Reproduce the listing below, changing every "top-left corner" to "upper-left corner" and leaving all other text unchanged.

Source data

────────────────

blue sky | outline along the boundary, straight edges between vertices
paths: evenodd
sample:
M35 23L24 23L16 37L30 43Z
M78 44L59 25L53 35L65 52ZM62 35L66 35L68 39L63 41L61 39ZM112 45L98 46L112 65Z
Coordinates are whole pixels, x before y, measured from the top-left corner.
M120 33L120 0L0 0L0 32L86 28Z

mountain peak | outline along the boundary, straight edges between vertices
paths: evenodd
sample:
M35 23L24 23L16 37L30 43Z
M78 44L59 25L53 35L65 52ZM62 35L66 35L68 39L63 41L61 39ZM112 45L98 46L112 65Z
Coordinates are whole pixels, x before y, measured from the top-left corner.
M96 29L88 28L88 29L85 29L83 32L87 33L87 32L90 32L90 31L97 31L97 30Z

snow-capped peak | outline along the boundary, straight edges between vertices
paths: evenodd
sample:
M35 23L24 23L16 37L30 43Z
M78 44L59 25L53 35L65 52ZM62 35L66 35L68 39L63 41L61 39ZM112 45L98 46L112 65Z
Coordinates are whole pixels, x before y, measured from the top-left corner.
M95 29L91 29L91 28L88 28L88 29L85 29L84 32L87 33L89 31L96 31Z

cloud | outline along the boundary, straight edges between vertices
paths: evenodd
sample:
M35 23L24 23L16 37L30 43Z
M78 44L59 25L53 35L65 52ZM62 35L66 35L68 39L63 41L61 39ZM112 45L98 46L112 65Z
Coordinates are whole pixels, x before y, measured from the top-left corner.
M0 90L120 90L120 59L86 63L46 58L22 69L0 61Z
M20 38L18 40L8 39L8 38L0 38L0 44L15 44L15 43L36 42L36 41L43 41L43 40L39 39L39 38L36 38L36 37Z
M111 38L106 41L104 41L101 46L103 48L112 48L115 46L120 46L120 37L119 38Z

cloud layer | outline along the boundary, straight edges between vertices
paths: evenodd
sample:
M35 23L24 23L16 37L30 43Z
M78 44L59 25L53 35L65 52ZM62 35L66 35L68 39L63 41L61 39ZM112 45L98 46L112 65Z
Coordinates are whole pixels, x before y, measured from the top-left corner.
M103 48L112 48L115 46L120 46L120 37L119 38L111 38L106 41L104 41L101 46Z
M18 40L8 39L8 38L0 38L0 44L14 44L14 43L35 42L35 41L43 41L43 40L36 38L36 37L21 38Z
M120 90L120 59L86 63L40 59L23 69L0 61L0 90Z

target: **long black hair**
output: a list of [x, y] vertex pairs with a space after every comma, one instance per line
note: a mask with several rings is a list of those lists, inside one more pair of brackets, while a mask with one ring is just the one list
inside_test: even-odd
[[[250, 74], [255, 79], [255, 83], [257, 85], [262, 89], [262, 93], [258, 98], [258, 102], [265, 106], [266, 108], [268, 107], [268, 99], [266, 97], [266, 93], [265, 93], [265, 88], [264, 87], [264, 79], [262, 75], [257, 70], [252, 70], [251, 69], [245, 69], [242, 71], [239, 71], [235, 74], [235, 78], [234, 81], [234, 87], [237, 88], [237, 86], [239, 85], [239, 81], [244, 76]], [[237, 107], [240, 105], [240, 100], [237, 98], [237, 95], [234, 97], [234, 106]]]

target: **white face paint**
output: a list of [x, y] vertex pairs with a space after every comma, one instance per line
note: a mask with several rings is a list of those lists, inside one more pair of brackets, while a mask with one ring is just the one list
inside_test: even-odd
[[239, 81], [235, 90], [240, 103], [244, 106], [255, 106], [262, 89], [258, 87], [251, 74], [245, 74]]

────────────────

* [THE REPLY]
blue sky | outline along the boundary, straight edges between vertices
paths: evenodd
sample:
M35 23L24 23L16 37L30 43Z
M78 44L59 25L53 35L65 52ZM62 35L66 35L68 39L63 41L61 39ZM112 45L98 46L112 65Z
Coordinates are whole pixels, x before y, measured from the upper-left corner.
M120 33L120 0L0 0L0 32L86 28Z

mountain peak | outline along the boundary, straight edges between vertices
paths: evenodd
sample:
M35 23L24 23L16 37L30 43Z
M78 44L59 25L53 35L65 52ZM62 35L66 35L68 39L63 41L61 39ZM112 45L98 46L112 65Z
Coordinates are whole pixels, x before y, measured from the upper-left corner.
M96 29L88 28L88 29L85 29L83 32L87 33L87 32L90 32L90 31L97 31L97 30Z

snow-capped peak | outline along the boundary, straight edges between vertices
paths: evenodd
sample:
M35 23L24 23L16 37L30 43Z
M78 44L59 25L53 35L65 52ZM62 35L66 35L68 39L63 41L61 39ZM112 45L98 46L112 65Z
Coordinates are whole pixels, x before y, measured from the upper-left corner.
M95 29L91 29L91 28L88 28L88 29L85 29L84 32L87 33L89 31L96 31Z

cloud | outline along the boundary, straight edges between vertices
paths: evenodd
sample:
M35 23L24 23L16 37L30 43Z
M78 44L59 25L53 35L65 52ZM62 35L66 35L68 39L63 41L61 39ZM112 45L98 46L112 65Z
Coordinates are whole pixels, x before y, measured from the upper-left corner.
M0 90L120 90L120 59L86 63L46 58L22 69L0 61Z
M20 38L18 40L8 39L8 38L0 38L0 44L15 44L15 43L36 42L36 41L43 41L43 40L39 39L39 38L36 38L36 37Z
M111 38L106 41L104 41L101 46L103 48L112 48L115 46L120 46L120 37L119 38Z

cloud layer | outline along the boundary, straight edges between vertices
paths: evenodd
sample:
M35 23L24 23L16 37L30 43Z
M78 44L59 25L53 35L65 52ZM62 35L66 35L68 39L63 41L61 39ZM112 45L98 46L112 65Z
Coordinates are whole pixels, x before y, measured from the upper-left corner.
M103 48L112 48L115 46L120 46L120 37L119 38L111 38L106 41L104 41L101 46Z
M18 40L8 39L8 38L0 38L0 44L14 44L14 43L35 42L35 41L43 41L43 40L36 38L36 37L21 38Z
M120 90L120 59L86 63L40 59L23 69L0 61L0 90Z

target: **long black hair**
output: a list of [x, y] vertex pairs with a space after every comma, one instance per line
note: a mask with several rings is a list of those lists, inside one more pair of brackets, while a mask with one ring is just the one list
inside_test: even-odd
[[[250, 74], [255, 79], [255, 83], [257, 85], [262, 89], [262, 93], [258, 98], [258, 102], [265, 106], [266, 108], [268, 107], [268, 99], [266, 97], [266, 93], [265, 93], [265, 88], [264, 87], [264, 79], [262, 75], [257, 70], [252, 70], [251, 69], [245, 69], [242, 71], [239, 71], [235, 74], [235, 78], [234, 81], [234, 87], [237, 88], [237, 86], [239, 85], [239, 81], [244, 76]], [[237, 107], [240, 105], [240, 100], [237, 98], [237, 95], [234, 97], [234, 106]]]

target: **white face paint**
output: a list of [x, y] vertex pairs with a space after every comma, one instance per line
note: a mask with several rings is a list of those lists, inside one more pair of brackets, while a mask with one ring is just the one list
inside_test: even-odd
[[239, 81], [235, 90], [240, 103], [244, 106], [255, 106], [262, 89], [258, 87], [251, 74], [245, 74]]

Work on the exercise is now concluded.